*** Source data ***

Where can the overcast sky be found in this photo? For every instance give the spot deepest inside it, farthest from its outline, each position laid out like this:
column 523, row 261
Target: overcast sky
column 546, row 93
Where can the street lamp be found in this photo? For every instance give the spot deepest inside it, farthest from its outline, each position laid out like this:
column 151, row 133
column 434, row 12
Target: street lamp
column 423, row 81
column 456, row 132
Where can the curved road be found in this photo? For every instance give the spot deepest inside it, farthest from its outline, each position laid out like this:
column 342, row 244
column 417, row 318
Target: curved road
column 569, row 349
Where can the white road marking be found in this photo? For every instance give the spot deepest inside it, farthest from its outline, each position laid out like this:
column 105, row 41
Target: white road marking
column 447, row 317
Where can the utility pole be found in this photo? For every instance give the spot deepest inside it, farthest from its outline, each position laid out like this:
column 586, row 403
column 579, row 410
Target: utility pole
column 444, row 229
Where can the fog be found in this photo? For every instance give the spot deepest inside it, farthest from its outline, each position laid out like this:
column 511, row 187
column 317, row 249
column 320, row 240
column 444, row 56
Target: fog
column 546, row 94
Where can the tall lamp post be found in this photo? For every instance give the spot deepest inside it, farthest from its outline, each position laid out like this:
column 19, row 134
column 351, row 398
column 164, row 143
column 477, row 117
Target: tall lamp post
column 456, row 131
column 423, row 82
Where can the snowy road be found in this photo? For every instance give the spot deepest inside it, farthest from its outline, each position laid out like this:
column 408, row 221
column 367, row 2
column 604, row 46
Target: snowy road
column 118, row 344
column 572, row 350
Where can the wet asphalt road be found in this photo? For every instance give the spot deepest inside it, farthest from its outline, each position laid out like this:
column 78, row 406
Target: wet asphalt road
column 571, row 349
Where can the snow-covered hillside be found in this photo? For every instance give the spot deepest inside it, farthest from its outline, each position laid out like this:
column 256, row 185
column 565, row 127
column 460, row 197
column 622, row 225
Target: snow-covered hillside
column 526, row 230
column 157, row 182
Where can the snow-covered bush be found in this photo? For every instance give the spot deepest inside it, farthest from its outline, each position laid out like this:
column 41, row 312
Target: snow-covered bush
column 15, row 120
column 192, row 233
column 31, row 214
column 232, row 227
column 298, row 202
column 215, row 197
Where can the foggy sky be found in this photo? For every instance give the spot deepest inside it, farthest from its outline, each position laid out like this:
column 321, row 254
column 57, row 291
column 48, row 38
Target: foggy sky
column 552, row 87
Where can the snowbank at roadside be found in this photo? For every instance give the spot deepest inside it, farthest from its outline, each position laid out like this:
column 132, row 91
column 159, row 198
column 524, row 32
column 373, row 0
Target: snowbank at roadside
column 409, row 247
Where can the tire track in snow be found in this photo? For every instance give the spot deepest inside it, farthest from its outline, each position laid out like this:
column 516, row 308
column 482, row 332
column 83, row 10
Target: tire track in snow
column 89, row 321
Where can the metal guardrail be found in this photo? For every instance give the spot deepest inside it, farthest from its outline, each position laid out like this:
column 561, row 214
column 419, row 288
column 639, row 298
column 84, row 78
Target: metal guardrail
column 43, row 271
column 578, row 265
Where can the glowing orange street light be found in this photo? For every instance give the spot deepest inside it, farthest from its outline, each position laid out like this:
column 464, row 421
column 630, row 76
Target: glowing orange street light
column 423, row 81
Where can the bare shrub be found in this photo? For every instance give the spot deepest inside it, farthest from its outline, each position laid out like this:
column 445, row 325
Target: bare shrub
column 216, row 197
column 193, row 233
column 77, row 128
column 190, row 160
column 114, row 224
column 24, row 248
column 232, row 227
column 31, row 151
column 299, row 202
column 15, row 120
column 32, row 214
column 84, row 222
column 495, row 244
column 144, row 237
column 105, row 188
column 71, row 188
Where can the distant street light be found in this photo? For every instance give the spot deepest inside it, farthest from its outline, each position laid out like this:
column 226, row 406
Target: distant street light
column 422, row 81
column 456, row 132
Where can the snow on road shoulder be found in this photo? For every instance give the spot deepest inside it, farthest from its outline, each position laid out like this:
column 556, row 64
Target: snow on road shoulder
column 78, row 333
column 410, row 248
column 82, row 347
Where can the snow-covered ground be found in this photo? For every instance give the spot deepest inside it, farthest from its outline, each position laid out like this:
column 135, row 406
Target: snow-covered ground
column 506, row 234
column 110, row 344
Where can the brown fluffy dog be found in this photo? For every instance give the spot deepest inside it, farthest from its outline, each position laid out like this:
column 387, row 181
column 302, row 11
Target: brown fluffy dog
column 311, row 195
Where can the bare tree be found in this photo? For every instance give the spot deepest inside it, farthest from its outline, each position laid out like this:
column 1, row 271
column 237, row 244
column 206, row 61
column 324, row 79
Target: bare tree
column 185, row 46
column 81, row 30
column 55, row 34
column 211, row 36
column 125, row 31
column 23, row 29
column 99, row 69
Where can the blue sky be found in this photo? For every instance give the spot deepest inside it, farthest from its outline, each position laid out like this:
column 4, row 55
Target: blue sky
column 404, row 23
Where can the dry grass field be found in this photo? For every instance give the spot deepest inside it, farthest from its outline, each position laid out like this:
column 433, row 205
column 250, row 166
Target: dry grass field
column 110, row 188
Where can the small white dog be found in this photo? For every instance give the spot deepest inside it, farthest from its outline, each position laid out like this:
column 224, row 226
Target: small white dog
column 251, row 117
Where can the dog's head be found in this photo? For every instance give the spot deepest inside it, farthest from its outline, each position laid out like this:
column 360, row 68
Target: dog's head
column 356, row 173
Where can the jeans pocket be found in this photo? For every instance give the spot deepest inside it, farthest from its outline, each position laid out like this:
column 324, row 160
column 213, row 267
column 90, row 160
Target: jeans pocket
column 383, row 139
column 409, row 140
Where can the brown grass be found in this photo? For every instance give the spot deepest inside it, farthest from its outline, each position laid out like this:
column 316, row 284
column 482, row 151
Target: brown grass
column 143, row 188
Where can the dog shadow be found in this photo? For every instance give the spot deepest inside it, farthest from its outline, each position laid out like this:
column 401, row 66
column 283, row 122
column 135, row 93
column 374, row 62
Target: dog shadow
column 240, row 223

*** End of Source data ***

_Task requirements_.
Copy out all of the listing, exactly as it reads.

_Answer below_.
Where can the overcast sky be found in this photo? For every instance give the spot deepest inside it, farthest from its outline, each position laid out like this:
column 523, row 261
Target: overcast sky
column 546, row 93
Where can the street lamp be found in this photo? For every instance give the spot deepest inside it, farthest from its outline, each position laid out like this:
column 151, row 133
column 434, row 12
Target: street lamp
column 423, row 81
column 456, row 132
Where can the curved road be found in this photo? For every instance give the spot deepest inside it, farthest from its outline, each position laid out like this:
column 342, row 244
column 417, row 318
Target: curved road
column 569, row 349
Where can the white road marking be found in this photo? For every instance give the spot deepest inside it, farthest from its outline, each position laid out like this:
column 105, row 41
Target: white road marking
column 447, row 317
Where can the utility pole be found in this photo? For every instance give the spot deepest inside it, farthest from its outline, each position laid out like this:
column 586, row 403
column 579, row 410
Target: utility pole
column 444, row 229
Where can the fog be found in this photo? For every instance give the spot deepest inside it, farthest from its outline, each position laid out like this:
column 511, row 187
column 317, row 249
column 320, row 240
column 444, row 56
Target: fog
column 546, row 94
Where can the tall lamp post be found in this photo? For every instance give the spot deepest inside it, farthest from its outline, each position laid out like this:
column 19, row 134
column 351, row 398
column 164, row 143
column 477, row 117
Target: tall lamp post
column 456, row 131
column 423, row 82
Where can the snowy road be found in this photo? For every instance give the spot deepest inside it, farthest from its outline, each position laid out like this:
column 408, row 221
column 367, row 2
column 604, row 46
Target: snowy road
column 118, row 344
column 572, row 350
Where can the wet asphalt road be found in this photo? For every instance give the spot deepest inside it, farthest from its outline, each position laid out like this:
column 78, row 406
Target: wet asphalt road
column 571, row 349
Where can the snow-covered hillside be found in this photo? For every instance give the spot deepest inside it, farthest from its outline, each position laid out like this:
column 256, row 185
column 565, row 127
column 460, row 197
column 622, row 225
Target: snow-covered hillside
column 526, row 230
column 157, row 182
Where can the snow-covered bush be found in this photo? For every instance give the spot deepest inside it, farthest from its outline, each position laid out like this:
column 41, row 312
Target: snow-covered bush
column 15, row 120
column 192, row 233
column 31, row 214
column 232, row 227
column 298, row 202
column 215, row 197
Where can the foggy sky be found in this photo? For every instance give the spot deepest inside it, farthest from its outline, each position laid out like this:
column 321, row 254
column 57, row 291
column 48, row 38
Target: foggy sky
column 552, row 87
Where can the snowbank at roadside be found in this photo? For every instance give the spot deepest inside it, farthest from its outline, each position laid out like this:
column 132, row 91
column 159, row 198
column 524, row 32
column 373, row 0
Target: snowbank at roadside
column 409, row 247
Where can the tire track in snow be found in this photo? For every instance give the spot deepest inside it, farthest from its outline, each position laid out like this:
column 516, row 308
column 482, row 332
column 83, row 10
Target: tire track in snow
column 89, row 321
Where can the metal guardrail be found in this photo? For every instance give the spot deepest inside it, farthest from its outline, each position laid out like this:
column 561, row 214
column 419, row 288
column 639, row 298
column 84, row 78
Target: metal guardrail
column 43, row 271
column 578, row 265
Where can the glowing orange street light be found in this photo? For every instance give the spot deepest inside it, farthest from its outline, each position laid out like this:
column 464, row 421
column 630, row 76
Target: glowing orange street light
column 423, row 81
Where can the bare shrub be found in this photo? For every instance give the spot deepest inside it, farthest from its outline, each position laid out like this:
column 445, row 325
Target: bare shrub
column 216, row 197
column 193, row 233
column 77, row 128
column 190, row 160
column 114, row 224
column 24, row 248
column 232, row 227
column 31, row 151
column 299, row 202
column 15, row 120
column 32, row 214
column 84, row 222
column 495, row 244
column 144, row 237
column 105, row 188
column 71, row 188
Where can the distant street light be found in this photo? For every instance give the spot deepest inside it, farthest from its outline, each position laid out like this:
column 226, row 406
Target: distant street light
column 422, row 81
column 456, row 132
Where can the snow on road shoulder be found in this photo? For every instance give the spot deepest inside it, farthest from its outline, each position laid out like this:
column 556, row 64
Target: snow on road shoulder
column 78, row 333
column 410, row 248
column 82, row 347
Where can the snow-covered ground be found in this photo? For every instance give the spot deepest inside it, farthest from its outline, each position laid out like this:
column 135, row 406
Target: snow-covered ground
column 506, row 234
column 110, row 344
Where can the brown fluffy dog be found in this photo? For every instance give the spot deepest inside it, farthest from its outline, each position laid out like this:
column 387, row 181
column 302, row 11
Target: brown fluffy dog
column 311, row 195
Where can the bare tree be found in this photo? For every instance give the spot deepest inside it, farthest from its outline, each position laid out like this:
column 1, row 271
column 237, row 244
column 206, row 61
column 324, row 79
Target: bare tree
column 185, row 46
column 81, row 30
column 55, row 34
column 211, row 36
column 125, row 31
column 23, row 29
column 99, row 69
Where can the blue sky be found in this photo? For every instance give the spot deepest inside it, farthest from its outline, each position laid out like this:
column 4, row 55
Target: blue sky
column 404, row 23
Where can the dry grass field be found in this photo? For every instance give the spot deepest inside it, farthest from its outline, each position laid out like this:
column 433, row 205
column 250, row 166
Target: dry grass field
column 110, row 188
Where can the small white dog be found in this photo? For every instance give the spot deepest inside it, farthest from its outline, each position laid out like this:
column 224, row 226
Target: small white dog
column 251, row 117
Where can the dog's head be found in this photo? For every instance give the spot deepest inside it, farthest from its outline, each position laid out like this:
column 360, row 68
Target: dog's head
column 356, row 173
Where can the jeans pocket be found in this photo? For every instance give the spot deepest inside it, farthest from its outline, each position laid out like this:
column 324, row 160
column 213, row 267
column 90, row 160
Target: jeans pocket
column 383, row 139
column 409, row 140
Where can the brown grass be found in this photo? For every instance give the spot deepest inside it, farthest from its outline, each position laid out like this:
column 316, row 284
column 482, row 151
Target: brown grass
column 143, row 188
Where can the dog shadow be found in this photo? For every instance give the spot deepest inside it, farthest from its outline, each position laid out like this:
column 401, row 66
column 283, row 122
column 135, row 93
column 374, row 62
Target: dog shadow
column 240, row 223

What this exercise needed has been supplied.